ENTRIES SUPPLIED:
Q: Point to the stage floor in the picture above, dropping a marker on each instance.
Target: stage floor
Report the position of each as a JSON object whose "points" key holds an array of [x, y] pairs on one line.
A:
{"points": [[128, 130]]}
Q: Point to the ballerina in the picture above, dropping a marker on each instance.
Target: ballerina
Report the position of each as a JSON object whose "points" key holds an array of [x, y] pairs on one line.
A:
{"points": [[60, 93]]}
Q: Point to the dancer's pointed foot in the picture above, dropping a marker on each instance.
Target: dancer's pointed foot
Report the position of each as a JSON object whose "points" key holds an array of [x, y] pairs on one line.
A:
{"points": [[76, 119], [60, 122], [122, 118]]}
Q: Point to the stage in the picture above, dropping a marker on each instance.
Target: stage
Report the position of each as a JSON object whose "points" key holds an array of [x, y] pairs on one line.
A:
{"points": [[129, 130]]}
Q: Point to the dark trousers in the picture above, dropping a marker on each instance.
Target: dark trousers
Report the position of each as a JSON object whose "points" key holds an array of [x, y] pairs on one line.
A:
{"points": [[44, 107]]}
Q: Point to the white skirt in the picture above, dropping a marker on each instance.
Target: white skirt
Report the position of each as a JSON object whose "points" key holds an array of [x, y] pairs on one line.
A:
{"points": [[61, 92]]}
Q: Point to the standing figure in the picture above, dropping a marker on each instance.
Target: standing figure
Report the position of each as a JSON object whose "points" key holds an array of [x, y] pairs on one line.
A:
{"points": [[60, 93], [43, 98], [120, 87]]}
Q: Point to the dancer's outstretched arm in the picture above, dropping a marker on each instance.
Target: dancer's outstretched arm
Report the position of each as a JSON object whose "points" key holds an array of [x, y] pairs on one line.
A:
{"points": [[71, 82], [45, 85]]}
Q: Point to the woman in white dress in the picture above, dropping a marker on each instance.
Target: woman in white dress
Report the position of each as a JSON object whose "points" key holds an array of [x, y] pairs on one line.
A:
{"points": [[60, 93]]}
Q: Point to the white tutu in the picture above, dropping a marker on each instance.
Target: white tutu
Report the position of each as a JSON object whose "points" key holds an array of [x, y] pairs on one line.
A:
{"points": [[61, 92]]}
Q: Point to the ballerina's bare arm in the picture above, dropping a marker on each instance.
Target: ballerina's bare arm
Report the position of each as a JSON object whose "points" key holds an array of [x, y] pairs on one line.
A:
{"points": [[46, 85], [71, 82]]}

---

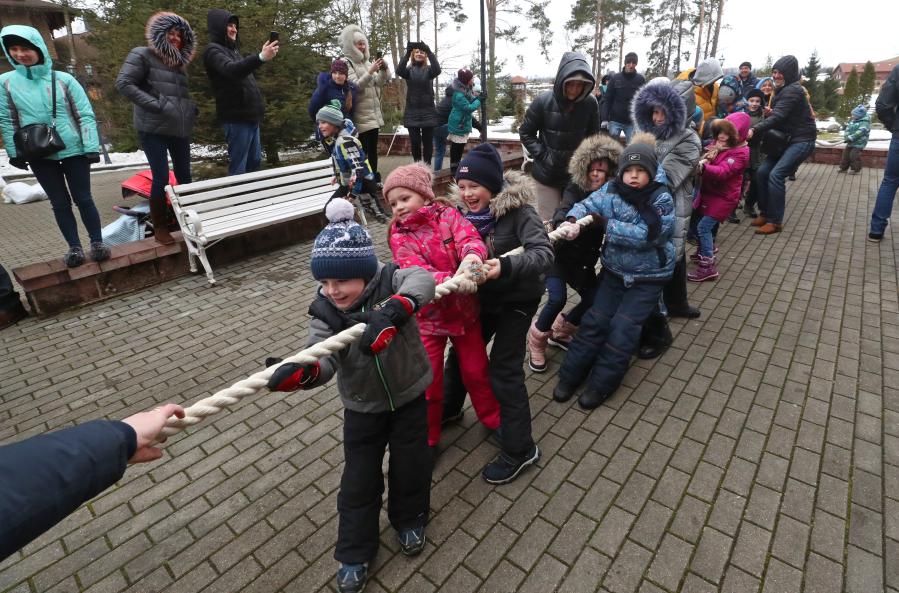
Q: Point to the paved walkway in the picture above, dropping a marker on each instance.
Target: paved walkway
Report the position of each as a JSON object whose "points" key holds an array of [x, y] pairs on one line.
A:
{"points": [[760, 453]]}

==

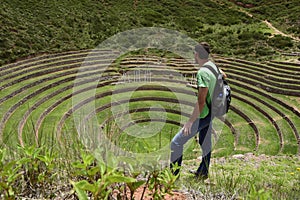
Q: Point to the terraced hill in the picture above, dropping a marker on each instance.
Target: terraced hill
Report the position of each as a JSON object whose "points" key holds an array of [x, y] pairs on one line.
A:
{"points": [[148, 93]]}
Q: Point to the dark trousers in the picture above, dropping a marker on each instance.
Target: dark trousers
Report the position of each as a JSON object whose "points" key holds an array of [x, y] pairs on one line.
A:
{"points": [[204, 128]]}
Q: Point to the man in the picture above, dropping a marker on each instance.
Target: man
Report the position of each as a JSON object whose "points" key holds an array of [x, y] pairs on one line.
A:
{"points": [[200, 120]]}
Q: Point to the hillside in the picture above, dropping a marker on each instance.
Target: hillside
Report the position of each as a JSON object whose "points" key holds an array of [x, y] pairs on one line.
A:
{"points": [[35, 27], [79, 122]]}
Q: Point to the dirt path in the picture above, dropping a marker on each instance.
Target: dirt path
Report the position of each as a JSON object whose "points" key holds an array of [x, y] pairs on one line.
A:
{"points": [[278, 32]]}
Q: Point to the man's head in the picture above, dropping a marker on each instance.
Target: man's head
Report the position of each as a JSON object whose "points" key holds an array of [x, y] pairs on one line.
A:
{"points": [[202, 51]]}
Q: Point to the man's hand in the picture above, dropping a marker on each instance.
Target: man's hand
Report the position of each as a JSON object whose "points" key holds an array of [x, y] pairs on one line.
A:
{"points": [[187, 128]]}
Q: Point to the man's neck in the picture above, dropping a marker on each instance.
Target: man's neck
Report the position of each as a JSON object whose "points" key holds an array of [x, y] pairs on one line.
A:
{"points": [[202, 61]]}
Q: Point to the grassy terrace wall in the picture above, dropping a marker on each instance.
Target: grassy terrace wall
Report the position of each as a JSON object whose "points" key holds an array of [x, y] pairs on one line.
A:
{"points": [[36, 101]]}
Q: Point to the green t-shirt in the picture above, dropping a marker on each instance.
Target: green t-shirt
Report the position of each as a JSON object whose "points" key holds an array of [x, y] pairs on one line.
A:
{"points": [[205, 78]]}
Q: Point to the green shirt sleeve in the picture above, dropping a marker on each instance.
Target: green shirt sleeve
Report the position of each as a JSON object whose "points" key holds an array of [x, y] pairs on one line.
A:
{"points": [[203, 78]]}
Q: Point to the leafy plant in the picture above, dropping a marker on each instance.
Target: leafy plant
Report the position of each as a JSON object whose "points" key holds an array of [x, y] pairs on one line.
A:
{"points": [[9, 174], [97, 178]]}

WRITTEN INSTRUCTION: How many lines in the records above contain the string "standing"? Case counts. Reply with the number only.

REPLY TO THE TASK: 2